EXERCISE TASK
Pick out each line below that contains the string "cobblestone", and copy those lines.

RECORDS
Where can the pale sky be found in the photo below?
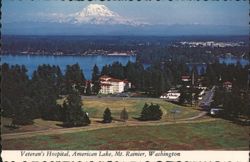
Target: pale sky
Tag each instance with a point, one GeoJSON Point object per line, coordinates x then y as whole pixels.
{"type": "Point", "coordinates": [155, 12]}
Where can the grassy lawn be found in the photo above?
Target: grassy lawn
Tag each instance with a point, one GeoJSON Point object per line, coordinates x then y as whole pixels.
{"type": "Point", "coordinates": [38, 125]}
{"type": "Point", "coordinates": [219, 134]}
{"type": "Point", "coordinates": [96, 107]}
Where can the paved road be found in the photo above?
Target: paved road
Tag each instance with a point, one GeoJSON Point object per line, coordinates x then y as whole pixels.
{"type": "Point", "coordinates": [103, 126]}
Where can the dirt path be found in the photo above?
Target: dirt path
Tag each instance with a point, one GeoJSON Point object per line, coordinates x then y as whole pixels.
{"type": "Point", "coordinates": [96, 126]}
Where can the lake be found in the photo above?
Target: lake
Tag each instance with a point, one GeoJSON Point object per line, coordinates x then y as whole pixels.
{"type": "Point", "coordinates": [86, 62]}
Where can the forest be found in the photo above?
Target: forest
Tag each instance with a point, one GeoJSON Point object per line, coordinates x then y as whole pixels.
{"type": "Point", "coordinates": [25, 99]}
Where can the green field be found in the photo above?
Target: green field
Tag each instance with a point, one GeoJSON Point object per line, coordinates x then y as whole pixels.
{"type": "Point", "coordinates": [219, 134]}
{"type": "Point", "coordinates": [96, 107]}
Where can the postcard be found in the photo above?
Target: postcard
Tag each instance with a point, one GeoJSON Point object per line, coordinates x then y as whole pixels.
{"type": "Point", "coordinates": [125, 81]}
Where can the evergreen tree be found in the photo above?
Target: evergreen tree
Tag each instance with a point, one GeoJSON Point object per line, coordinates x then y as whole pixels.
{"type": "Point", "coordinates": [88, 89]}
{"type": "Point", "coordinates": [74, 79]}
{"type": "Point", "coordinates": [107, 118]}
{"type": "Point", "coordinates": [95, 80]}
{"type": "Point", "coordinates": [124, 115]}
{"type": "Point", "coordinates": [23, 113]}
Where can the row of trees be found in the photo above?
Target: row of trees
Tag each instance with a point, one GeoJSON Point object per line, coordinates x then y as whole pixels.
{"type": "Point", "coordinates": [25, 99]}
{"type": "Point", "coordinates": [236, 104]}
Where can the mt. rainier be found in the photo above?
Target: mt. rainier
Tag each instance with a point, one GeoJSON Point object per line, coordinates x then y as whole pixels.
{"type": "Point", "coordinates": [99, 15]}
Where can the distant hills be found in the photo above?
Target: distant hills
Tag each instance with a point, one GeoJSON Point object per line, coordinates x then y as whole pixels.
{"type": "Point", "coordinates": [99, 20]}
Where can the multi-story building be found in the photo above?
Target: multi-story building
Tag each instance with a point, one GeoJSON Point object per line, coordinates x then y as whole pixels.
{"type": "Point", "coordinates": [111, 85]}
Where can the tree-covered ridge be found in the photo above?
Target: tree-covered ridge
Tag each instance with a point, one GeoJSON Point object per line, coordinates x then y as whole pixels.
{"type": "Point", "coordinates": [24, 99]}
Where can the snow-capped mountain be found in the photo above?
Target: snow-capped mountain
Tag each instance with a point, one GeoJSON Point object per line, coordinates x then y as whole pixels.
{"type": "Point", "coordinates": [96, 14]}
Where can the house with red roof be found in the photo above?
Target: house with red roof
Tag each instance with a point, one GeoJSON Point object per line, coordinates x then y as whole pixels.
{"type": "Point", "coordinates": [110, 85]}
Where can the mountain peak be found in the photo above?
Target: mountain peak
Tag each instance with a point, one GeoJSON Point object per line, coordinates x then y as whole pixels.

...

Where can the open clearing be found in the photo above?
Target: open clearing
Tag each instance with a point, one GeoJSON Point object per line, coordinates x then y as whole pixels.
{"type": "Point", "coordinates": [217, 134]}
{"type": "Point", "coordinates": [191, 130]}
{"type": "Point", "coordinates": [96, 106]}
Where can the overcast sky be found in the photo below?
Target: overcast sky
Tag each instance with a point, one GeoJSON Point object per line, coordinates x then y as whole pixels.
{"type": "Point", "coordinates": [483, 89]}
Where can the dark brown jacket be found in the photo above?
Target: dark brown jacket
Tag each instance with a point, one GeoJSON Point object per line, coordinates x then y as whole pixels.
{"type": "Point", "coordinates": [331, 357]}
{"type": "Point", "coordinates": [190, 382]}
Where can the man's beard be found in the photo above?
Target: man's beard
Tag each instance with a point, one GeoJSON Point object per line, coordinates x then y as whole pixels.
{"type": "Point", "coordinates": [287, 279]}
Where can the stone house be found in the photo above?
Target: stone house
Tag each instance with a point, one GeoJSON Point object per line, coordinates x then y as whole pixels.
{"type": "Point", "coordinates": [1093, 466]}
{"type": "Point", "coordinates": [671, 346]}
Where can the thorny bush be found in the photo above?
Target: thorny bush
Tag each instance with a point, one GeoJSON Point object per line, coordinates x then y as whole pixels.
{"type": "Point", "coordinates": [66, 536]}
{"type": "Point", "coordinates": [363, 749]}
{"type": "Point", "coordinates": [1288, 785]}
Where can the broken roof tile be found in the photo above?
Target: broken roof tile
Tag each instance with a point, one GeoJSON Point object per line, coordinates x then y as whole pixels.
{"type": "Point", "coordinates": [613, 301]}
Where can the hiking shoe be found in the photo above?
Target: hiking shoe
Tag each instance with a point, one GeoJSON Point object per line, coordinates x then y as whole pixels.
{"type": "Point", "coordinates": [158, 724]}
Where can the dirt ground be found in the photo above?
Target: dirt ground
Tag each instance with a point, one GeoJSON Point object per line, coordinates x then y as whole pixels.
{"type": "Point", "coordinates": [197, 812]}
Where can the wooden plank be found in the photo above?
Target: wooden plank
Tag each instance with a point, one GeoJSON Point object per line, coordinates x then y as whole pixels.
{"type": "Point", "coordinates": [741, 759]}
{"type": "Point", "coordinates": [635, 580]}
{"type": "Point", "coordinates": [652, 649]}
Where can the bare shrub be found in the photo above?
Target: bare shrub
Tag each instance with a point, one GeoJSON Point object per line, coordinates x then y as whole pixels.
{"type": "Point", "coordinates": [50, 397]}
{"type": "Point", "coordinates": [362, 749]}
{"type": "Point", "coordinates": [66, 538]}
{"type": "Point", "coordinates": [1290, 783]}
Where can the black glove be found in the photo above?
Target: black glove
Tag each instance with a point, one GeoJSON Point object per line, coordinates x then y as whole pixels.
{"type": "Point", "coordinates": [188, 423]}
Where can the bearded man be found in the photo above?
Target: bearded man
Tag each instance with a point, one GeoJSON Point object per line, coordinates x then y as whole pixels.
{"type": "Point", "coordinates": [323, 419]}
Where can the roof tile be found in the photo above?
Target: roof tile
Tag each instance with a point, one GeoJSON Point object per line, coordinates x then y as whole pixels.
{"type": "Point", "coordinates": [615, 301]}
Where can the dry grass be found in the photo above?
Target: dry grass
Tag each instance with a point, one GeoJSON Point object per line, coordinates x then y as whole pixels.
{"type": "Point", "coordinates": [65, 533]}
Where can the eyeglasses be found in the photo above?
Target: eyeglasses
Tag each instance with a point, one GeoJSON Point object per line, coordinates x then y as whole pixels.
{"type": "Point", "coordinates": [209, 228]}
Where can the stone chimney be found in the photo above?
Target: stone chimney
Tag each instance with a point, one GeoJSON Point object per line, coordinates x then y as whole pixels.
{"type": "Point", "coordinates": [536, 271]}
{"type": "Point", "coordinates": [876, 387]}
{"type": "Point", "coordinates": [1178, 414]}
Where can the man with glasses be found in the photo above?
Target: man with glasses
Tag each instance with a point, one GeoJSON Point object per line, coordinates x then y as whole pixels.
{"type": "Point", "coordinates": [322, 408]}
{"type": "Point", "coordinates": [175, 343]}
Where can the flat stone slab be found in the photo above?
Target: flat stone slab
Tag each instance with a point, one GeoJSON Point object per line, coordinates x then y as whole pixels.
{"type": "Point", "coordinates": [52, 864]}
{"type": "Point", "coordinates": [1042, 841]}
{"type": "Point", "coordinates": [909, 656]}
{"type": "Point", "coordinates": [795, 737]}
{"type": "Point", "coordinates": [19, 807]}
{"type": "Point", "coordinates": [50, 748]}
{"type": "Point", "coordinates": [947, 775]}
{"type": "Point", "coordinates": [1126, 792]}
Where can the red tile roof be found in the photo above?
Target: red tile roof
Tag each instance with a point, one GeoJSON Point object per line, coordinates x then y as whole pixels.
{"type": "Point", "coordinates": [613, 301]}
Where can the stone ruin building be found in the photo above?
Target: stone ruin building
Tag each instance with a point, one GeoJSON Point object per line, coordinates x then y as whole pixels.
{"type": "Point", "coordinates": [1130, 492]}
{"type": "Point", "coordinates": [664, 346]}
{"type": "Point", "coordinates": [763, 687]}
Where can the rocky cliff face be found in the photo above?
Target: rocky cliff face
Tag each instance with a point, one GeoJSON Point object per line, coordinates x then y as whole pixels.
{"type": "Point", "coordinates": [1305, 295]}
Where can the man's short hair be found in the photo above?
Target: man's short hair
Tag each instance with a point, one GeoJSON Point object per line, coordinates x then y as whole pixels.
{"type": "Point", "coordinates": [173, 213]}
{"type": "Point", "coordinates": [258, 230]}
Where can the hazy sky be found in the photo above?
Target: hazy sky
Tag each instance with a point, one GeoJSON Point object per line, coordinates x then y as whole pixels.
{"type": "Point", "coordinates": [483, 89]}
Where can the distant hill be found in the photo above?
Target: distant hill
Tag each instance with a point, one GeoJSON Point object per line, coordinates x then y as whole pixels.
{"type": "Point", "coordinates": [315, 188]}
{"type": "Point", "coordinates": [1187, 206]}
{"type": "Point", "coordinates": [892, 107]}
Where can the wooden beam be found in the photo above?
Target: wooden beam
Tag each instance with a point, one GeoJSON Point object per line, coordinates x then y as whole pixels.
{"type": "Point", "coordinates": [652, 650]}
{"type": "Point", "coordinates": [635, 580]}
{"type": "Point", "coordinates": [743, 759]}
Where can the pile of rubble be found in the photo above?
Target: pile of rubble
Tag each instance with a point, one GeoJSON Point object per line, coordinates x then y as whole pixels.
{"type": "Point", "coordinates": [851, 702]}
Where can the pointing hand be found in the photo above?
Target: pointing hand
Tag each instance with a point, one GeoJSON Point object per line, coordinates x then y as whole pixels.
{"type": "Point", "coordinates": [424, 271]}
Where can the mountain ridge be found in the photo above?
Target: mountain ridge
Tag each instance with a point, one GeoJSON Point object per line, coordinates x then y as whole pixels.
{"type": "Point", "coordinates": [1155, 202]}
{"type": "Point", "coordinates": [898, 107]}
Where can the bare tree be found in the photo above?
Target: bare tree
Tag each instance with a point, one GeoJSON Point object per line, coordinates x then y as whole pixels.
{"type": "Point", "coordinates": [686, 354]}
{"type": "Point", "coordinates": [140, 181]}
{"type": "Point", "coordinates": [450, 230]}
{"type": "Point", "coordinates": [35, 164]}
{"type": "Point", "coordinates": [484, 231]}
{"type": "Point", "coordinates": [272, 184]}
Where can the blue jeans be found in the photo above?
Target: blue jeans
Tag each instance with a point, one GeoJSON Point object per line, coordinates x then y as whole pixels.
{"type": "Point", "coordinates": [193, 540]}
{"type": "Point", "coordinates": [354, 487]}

==

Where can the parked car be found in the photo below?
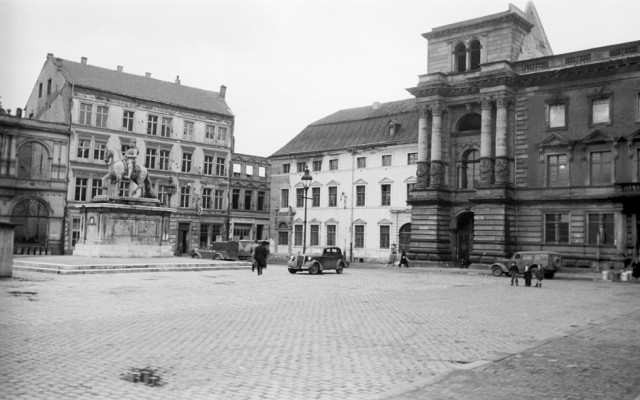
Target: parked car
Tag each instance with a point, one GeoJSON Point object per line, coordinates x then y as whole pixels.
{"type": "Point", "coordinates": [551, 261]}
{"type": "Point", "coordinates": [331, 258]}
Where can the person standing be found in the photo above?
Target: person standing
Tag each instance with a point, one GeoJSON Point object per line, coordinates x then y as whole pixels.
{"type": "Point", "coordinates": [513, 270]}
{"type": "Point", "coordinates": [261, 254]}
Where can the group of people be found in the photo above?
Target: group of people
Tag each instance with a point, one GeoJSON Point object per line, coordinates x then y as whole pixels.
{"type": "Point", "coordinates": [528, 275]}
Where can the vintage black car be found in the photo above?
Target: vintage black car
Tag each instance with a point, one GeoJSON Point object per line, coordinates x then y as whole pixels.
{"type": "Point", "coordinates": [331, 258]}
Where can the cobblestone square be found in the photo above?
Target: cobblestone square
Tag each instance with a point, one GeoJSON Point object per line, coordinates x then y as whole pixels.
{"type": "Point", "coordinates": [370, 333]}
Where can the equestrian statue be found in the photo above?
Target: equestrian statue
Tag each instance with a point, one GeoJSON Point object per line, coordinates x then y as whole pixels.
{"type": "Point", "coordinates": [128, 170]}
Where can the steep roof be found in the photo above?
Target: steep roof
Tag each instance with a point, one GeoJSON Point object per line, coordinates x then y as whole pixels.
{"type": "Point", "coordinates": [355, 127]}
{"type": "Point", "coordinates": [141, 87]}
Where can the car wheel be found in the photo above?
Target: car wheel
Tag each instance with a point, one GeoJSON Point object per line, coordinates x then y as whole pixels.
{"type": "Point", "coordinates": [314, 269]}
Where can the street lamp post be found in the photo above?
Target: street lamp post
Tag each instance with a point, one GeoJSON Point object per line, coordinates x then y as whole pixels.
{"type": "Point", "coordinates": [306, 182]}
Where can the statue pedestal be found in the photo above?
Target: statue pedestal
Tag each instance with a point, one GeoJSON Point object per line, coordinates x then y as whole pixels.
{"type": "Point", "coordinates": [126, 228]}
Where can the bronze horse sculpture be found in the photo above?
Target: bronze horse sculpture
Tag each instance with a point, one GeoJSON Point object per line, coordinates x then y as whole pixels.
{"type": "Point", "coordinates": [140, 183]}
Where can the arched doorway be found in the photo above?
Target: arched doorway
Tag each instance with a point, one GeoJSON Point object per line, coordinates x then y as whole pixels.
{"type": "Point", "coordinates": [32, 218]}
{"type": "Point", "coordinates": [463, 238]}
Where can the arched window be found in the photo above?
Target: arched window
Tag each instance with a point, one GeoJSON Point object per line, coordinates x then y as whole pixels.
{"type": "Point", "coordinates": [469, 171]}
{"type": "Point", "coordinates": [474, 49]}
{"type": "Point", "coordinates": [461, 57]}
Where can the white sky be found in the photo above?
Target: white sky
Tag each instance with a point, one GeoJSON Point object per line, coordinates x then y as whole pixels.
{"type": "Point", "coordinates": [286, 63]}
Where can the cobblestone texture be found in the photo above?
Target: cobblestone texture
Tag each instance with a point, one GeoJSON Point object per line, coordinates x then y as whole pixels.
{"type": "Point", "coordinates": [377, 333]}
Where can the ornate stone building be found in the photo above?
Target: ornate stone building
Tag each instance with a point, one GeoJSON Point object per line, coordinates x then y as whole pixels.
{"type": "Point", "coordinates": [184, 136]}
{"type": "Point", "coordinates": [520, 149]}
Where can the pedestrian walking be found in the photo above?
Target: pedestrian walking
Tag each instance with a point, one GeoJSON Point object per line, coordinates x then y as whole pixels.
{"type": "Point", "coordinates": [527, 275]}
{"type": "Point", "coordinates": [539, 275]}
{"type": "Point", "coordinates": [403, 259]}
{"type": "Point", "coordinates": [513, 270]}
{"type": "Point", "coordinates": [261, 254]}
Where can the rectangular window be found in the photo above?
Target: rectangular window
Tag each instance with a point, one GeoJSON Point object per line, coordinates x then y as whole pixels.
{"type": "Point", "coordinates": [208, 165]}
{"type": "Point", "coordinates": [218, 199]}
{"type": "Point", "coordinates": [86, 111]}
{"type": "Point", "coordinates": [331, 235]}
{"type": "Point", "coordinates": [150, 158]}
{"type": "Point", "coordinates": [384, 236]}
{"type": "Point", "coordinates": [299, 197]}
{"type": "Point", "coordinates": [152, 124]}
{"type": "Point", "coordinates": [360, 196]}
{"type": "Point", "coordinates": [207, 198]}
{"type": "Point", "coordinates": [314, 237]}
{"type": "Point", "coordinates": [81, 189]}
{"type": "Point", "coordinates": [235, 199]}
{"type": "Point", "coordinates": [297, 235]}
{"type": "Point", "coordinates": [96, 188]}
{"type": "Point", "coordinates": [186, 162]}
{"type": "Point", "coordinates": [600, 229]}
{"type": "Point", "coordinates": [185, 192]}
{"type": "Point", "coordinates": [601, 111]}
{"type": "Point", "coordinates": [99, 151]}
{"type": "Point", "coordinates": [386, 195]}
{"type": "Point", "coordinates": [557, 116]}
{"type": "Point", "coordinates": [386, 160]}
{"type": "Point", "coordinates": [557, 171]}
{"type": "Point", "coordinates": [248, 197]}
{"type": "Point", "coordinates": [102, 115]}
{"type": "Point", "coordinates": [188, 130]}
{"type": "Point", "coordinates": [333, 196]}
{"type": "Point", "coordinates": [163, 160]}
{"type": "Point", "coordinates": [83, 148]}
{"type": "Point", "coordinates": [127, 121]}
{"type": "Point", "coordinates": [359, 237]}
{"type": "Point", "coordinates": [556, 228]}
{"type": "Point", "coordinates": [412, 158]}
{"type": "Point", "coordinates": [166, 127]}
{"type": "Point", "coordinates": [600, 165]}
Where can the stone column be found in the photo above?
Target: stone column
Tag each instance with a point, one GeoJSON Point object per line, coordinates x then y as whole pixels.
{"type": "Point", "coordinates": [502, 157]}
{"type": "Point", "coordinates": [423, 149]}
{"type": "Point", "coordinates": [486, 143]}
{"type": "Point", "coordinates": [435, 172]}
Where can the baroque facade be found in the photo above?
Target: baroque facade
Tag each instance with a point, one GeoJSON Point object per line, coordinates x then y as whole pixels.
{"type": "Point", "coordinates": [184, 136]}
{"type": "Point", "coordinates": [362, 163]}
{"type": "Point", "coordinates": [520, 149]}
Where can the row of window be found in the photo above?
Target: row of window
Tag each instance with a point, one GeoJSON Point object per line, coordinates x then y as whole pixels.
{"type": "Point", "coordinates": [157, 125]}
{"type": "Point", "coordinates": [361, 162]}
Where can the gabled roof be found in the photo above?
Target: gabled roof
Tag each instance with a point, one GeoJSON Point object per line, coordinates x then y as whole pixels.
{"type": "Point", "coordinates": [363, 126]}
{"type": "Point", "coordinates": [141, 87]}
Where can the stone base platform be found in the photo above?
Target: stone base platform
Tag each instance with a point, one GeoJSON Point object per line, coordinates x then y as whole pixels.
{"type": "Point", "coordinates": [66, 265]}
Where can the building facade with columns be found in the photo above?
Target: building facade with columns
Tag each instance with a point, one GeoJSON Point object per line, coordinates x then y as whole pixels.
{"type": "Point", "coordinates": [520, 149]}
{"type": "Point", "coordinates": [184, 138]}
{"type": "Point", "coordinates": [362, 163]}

RIGHT ANSWER
Where can the cobblestone square be found in the photo above?
Target: cobblestone square
Where can the cobblestone texture be found in the photo above?
Target: cobblestone texture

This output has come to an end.